• [ABOUT THIS EXERCISE] Only the first line of the listing and the lines after it, up to and including the one containing "box: [0, 130, 300, 200]", should be retyped exactly.

....................

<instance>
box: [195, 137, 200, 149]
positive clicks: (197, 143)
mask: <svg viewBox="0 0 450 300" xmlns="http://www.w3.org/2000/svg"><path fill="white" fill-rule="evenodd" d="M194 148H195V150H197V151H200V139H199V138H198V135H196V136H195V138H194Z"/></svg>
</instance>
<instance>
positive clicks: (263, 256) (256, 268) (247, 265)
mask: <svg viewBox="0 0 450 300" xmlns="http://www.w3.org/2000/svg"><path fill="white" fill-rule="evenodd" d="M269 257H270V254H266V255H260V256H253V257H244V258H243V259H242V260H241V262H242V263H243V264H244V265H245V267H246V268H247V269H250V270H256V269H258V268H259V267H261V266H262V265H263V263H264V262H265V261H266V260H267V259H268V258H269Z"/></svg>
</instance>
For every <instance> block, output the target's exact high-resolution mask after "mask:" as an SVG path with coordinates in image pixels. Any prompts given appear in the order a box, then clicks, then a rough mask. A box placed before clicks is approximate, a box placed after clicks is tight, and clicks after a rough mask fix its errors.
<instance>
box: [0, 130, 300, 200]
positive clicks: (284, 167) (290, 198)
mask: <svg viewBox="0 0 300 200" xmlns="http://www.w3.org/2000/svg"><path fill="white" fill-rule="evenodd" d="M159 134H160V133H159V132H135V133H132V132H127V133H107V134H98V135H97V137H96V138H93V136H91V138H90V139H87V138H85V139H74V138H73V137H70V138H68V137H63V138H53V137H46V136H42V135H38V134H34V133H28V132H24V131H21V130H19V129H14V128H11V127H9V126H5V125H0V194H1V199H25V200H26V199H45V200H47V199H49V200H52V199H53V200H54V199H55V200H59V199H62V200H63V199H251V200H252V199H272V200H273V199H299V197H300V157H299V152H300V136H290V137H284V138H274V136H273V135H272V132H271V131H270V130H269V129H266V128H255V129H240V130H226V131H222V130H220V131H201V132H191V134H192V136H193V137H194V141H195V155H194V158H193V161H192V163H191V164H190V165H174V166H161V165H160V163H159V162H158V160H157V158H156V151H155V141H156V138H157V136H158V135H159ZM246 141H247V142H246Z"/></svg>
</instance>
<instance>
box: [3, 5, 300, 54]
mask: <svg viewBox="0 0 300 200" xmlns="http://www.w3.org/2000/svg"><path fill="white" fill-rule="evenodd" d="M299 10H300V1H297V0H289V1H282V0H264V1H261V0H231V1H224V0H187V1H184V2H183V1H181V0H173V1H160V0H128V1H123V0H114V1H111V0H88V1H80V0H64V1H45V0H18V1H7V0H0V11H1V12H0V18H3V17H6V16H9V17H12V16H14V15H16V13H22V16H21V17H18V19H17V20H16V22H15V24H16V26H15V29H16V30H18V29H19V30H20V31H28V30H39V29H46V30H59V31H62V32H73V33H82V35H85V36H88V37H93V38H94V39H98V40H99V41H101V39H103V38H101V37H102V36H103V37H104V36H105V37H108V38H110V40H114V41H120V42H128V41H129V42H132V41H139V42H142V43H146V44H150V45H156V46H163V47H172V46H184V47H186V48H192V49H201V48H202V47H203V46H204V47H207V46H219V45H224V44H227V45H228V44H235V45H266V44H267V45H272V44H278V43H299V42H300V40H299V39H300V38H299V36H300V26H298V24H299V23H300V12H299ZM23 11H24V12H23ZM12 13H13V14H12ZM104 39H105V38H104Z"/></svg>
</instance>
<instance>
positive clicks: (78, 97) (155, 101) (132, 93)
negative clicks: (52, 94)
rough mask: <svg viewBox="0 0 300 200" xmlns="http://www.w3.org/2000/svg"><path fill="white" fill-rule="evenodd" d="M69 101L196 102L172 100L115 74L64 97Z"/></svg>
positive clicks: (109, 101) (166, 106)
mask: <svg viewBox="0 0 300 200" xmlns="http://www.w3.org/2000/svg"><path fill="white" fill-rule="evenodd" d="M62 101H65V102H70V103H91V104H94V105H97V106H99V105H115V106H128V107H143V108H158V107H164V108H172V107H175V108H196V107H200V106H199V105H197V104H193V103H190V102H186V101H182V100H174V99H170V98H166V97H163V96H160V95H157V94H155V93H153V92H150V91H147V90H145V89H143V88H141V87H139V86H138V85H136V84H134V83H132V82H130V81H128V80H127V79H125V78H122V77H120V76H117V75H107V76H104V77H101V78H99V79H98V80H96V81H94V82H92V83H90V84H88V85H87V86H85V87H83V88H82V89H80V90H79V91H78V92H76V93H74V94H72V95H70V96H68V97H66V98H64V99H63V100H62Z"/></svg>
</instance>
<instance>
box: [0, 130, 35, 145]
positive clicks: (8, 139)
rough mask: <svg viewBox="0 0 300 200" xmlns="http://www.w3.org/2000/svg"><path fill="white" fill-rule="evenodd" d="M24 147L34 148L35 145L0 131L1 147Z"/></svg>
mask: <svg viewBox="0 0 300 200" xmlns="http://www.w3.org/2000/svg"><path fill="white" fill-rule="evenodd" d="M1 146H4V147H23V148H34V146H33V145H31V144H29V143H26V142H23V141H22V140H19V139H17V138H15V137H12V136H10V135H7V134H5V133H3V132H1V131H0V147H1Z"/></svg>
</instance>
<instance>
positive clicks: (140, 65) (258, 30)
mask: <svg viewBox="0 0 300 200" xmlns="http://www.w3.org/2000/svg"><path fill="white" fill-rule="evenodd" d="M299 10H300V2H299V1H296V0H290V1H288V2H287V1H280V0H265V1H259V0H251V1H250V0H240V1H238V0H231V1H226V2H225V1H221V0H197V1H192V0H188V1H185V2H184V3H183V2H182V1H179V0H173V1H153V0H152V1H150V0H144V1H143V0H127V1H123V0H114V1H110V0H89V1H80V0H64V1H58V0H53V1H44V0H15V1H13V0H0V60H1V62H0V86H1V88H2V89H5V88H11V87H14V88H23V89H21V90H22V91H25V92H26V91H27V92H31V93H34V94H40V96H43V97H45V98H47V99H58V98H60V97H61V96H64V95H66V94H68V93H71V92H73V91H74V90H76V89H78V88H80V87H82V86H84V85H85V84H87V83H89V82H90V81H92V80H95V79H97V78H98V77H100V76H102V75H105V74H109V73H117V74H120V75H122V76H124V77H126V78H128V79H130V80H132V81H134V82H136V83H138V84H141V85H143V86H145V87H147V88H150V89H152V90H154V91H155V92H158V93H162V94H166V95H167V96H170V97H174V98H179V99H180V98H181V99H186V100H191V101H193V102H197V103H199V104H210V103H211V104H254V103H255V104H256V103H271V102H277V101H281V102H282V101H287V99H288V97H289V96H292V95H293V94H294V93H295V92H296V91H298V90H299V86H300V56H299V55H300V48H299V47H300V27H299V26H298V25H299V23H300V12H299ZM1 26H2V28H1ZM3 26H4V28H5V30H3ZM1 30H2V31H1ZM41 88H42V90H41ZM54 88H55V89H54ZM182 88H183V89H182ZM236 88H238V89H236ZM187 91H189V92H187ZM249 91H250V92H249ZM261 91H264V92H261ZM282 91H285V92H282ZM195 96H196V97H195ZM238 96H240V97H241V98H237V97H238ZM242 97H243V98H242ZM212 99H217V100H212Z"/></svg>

....................

• [YOUR RESPONSE]
<instance>
box: [195, 137, 200, 149]
positive clicks: (197, 143)
mask: <svg viewBox="0 0 450 300" xmlns="http://www.w3.org/2000/svg"><path fill="white" fill-rule="evenodd" d="M194 148H195V150H197V151H200V139H199V138H198V135H196V136H195V138H194Z"/></svg>
</instance>
<instance>
positive clicks: (263, 256) (256, 268) (247, 265)
mask: <svg viewBox="0 0 450 300" xmlns="http://www.w3.org/2000/svg"><path fill="white" fill-rule="evenodd" d="M269 257H270V254H266V255H260V256H253V257H244V258H243V259H242V260H241V262H242V263H243V264H244V265H245V267H246V268H247V269H250V270H256V269H258V268H259V267H261V266H262V265H263V263H264V262H265V261H266V260H267V259H268V258H269Z"/></svg>
</instance>
For every <instance> block, output the target's exact high-resolution mask after "mask:" as an SVG path with coordinates in image pixels. Any prompts given appear in the order a box, then clicks, then a rough mask. A box placed before clicks is approximate, a box placed after clicks is tight, and clicks after a rough mask fix its errors.
<instance>
box: [0, 130, 300, 200]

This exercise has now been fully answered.